## begin Page text
Erik Blauberg:  A lot of everything I have to say. You’re absolutely right. There are a lot of dietary needs out there and restrictions that people have and sometimes it gets very complicated.  Sometimes if I’m working back in the kitchen, one of the wait staff will bring a note in and hand it to me and say this is what I can eat and this is what I can’t eat.  So, that’s to the extent that people are as far as demands go.  Typically, it’s hard to tell.  If someone says you’re allergic to this that and the other, I always like to be on the careful side.  I basically tell them whatever we have, ask what they usually eat.  At that point, this is what we have on the menu and we can pick and choose through this.  I have special grains and things that aren’t on the menu, what would you like?  I have them suggest to me and then at that point I run with it.

Caryn Hartglass:  That’s fun!  Now, you work with a lot of different restaurants and this can’t always be possible.  Some restaurants have more flexibility than others.  I imagine higher end restaurants have more flexibility with ingredients than some that are pretty much spitting out some pretty set recipes.

Erik Blauberg:  The restaurants that I work with, I make sure that they understand that, this is the chefs and the people that I work with, that it’s very important to listen to their customer’s needs, so whatever it takes to put together a dish that it’s important to bring those ingredients in.  And those ingredients, they are not expensive ingredients at all, it’s just keep a little of this, that, and the other in house so you’re able to put something together.  Because as you mentioned, there are a lot of people nowadays that have all of these dietary restrictions, so I make it certainly a priority to keep it in.

Caryn Hartglass:  Now you’ve worked all around the globe.  I think I read somewhere that you worked at Chez Bocuse.

Erik Blauberg:  Yes.
## end Page text
## begin Material provided
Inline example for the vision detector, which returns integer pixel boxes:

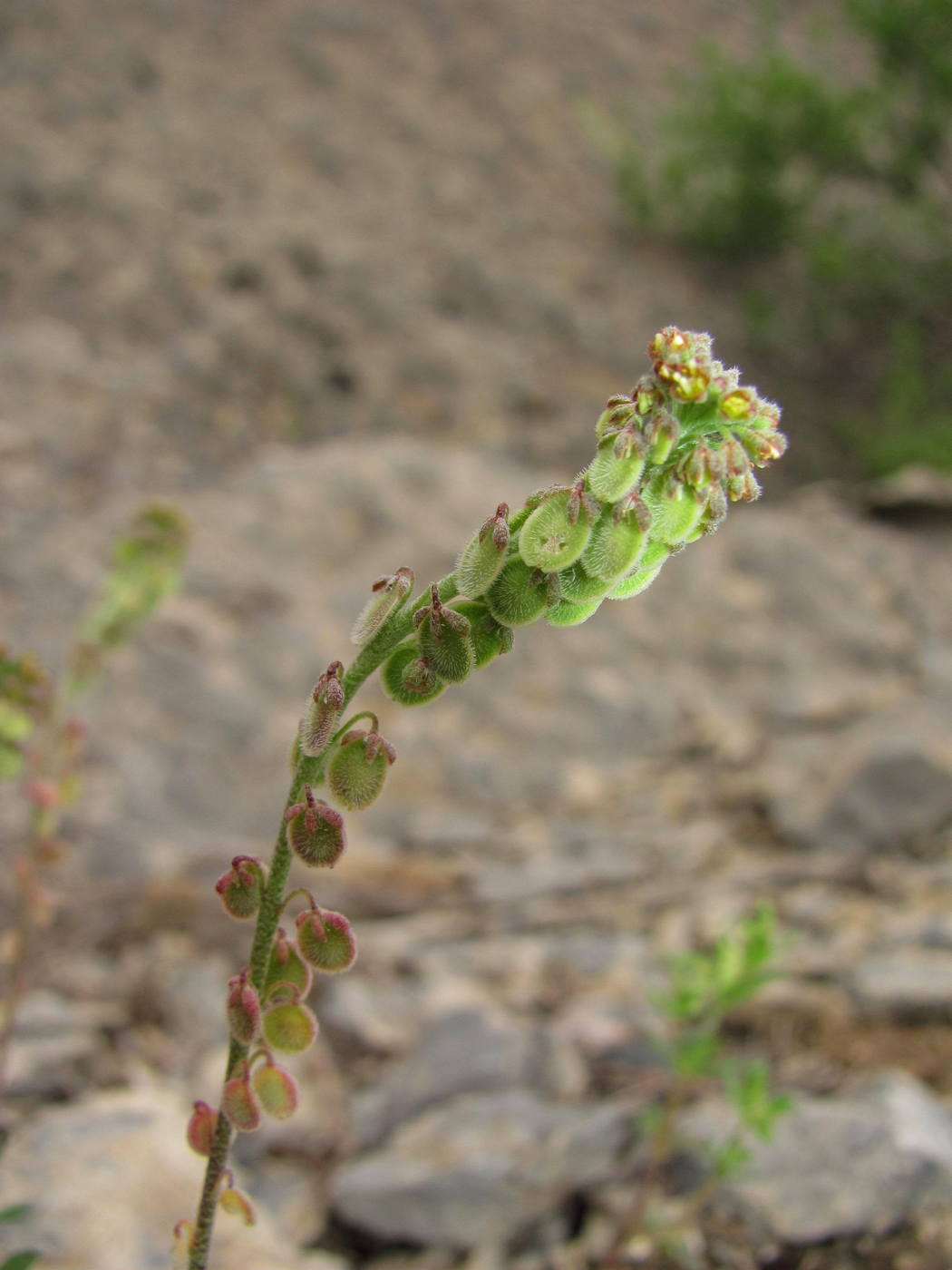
## end Material provided
Tasks and exercises |
1. Write down the part of the interview from "Erik Blauberg:  The" to "at Chez Bocuse.".
2. List every sentence that Caryn Hartglass speaks in the interview.

Solutions to the tasks |
1.
Erik Blauberg:  The restaurants that I work with, I make sure that they understand that, this is the chefs and the people that I work with, that it’s very important to listen to their customer’s needs, so whatever it takes to put together a dish that it’s important to bring those ingredients in.  And those ingredients, they are not expensive ingredients at all, it’s just keep a little of this, that, and the other in house so you’re able to put something together.  Because as you mentioned, there are a lot of people nowadays that have all of these dietary restrictions, so I make it certainly a priority to keep it in.

Caryn Hartglass:  Now you’ve worked all around the globe.  I think I read somewhere that you worked at Chez Bocuse.

2.
1. That’s fun!
2. Now, you work with a lot of different restaurants and this can’t always be possible.
3. Some restaurants have more flexibility than others.
4. I imagine higher end restaurants have more flexibility with ingredients than some that are pretty much spitting out some pretty set recipes.
5. Now you’ve worked all around the globe.
6. I think I read somewhere that you worked at Chez Bocuse.